== DOCUMENTO ==
· · · · ·

01/11/2023 - 13:10 - 14:40 CO15.1 - Cuidado, acolhimento e direitos humanos |
46129 - AS REDES AFETIVAS, O CUIDADO E A SAÚDE ENTRE PESSOAS NÃO-MONOGÂMICAS LGBT+: UMA ETNOGRAFIA DIGITAL ADRIANE SOARES GALDINO - UFPE, ALEF DIOGO DA SILVA SANTANA - USP, EDNALDO CAVALCANTE DE ARAÚJO - UFPE
Apresentação/Introdução A Lei Orgânica da Saúde estabelece o acesso integral à saúde como um dos seus princípios fundamentais, a fim de garantir o cuidado a todos os indivíduos (BRASIL, 1990). No entanto, os serviços de saúde e políticas públicas que sustentam e reproduzem a mono e cisnormatividade como a “natural”, divergem das formulações no que se discute família, saúde, cuidado e relações sociais que os sujeitos dissidentes à norma reivindicam para si (PAULINO; RASERA; TEIXEIRA, 2019; SANTOS; SILVA; FERREIRA, 2019). O processo social que ignora a existência de pessoas não-monogâmicas na sociedade resulta também em instituições e profissionais de saúde que não se mostram preparados para lidar com as demandas de saúde dessa população. Assim, interpretamos que seja importante realçar questões acerca da concepção de família, cuidado e saúde de indivíduos LGBTI+ não-monogâmicos, sobretudo, em uma perspectiva que mais questiona tais categorias analíticas do que as consideram como questões dadas.

· · · · ·

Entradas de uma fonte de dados
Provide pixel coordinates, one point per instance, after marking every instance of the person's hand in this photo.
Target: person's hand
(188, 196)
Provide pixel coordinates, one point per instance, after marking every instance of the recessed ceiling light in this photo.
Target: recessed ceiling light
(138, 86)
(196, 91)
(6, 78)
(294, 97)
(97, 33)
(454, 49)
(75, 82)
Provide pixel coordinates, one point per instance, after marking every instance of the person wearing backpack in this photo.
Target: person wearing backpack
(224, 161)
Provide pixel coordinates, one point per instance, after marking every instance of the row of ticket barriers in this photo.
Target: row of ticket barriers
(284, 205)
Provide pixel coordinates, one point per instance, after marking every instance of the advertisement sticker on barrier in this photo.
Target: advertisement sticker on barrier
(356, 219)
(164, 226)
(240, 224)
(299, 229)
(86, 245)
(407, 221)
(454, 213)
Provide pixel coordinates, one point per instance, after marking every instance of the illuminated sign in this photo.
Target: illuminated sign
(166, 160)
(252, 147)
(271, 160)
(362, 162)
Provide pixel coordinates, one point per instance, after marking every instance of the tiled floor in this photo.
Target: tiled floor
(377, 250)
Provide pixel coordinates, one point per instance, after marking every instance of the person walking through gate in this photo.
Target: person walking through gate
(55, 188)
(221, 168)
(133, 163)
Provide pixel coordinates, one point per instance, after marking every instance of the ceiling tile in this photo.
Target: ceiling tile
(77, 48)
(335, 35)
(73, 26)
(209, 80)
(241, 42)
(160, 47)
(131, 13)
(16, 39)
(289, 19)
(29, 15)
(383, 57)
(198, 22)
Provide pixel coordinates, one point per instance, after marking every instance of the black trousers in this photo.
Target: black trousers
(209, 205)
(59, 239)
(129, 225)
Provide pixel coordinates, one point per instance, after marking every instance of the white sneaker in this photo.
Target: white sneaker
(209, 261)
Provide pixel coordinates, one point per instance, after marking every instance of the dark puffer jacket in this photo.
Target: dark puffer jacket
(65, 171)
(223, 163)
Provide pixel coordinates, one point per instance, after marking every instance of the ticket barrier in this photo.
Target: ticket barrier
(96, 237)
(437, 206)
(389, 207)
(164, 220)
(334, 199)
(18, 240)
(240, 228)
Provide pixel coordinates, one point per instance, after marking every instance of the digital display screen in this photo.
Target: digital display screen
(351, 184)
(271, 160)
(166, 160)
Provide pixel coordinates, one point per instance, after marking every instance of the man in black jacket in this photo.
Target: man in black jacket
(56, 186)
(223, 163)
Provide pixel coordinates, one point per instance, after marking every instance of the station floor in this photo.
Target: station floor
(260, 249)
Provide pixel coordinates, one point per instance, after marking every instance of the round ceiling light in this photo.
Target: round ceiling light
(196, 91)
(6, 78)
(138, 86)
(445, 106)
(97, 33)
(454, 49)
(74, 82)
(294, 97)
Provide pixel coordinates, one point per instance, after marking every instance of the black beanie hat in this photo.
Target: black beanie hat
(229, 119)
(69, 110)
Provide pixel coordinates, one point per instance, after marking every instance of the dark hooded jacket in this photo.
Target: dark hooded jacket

· · · · ·

== REQUISITOS DAS TAREFAS ==
A - Responda com base no resumo sobre pessoas não-monogâmicas LGBT+:
(i) Em que sessão o trabalho foi apresentado?
(ii) Que lei estabelece o acesso integral à saúde como um de seus princípios fundamentais?
(iii) Que tipo de estudo o título anuncia?
B - Prossiga com o resumo sobre redes afetivas, cuidado e saúde entre pessoas não-monogâmicas LGBT+ a partir da última frase apresentada.
As entradas formam um material separado do resumo.

== RESPOSTAS ==
A -
(i) Na sessão CO15.1 - Cuidado, acolhimento e direitos humanos.
(ii) A Lei Orgânica da Saúde.
(iii) Uma etnografia digital.

B -
Objetivos Analisar a concepção de família, cuidado e saúde de pessoas LGBTI+ não-monogâmicas membras de um grupo on-line.
Metodologia O referencial teórico-metodológico utilizado foi a etnografia digital (HINE, 2020). A pesquisa de campo ocorreu entre setembro de 2021 e agosto de 2022 e foi conduzida pelos principais pesquisadores em um grupo no WhatsApp de pessoas não-monogâmicas intitulado "NM em foco - Debates NM 1". Após 11 meses de observação participante, realizamos convites para 4 interlocutores participarem de entrevistas individuais, seguindo os critérios de inclusão: a) ser pessoa LGBTI+ membros do grupo em questão; b) ser não-monogâmico; c) ter idade igual ou superior a 18 anos; e d) aceitaram participar voluntariamente da pesquisa por meio da concordância com o Termo de Consentimento Livre e Esclarecido. As entrevistas ocorreram via Google Meet, com duração média de 70 minutos. Os chats públicos do grupo investigado também foram considerados como material empírico e foram analisados utilizando a análise temática de Flick (2009). A triangulação metodológica foi utilizada para garantir a confiabilidade do estudo.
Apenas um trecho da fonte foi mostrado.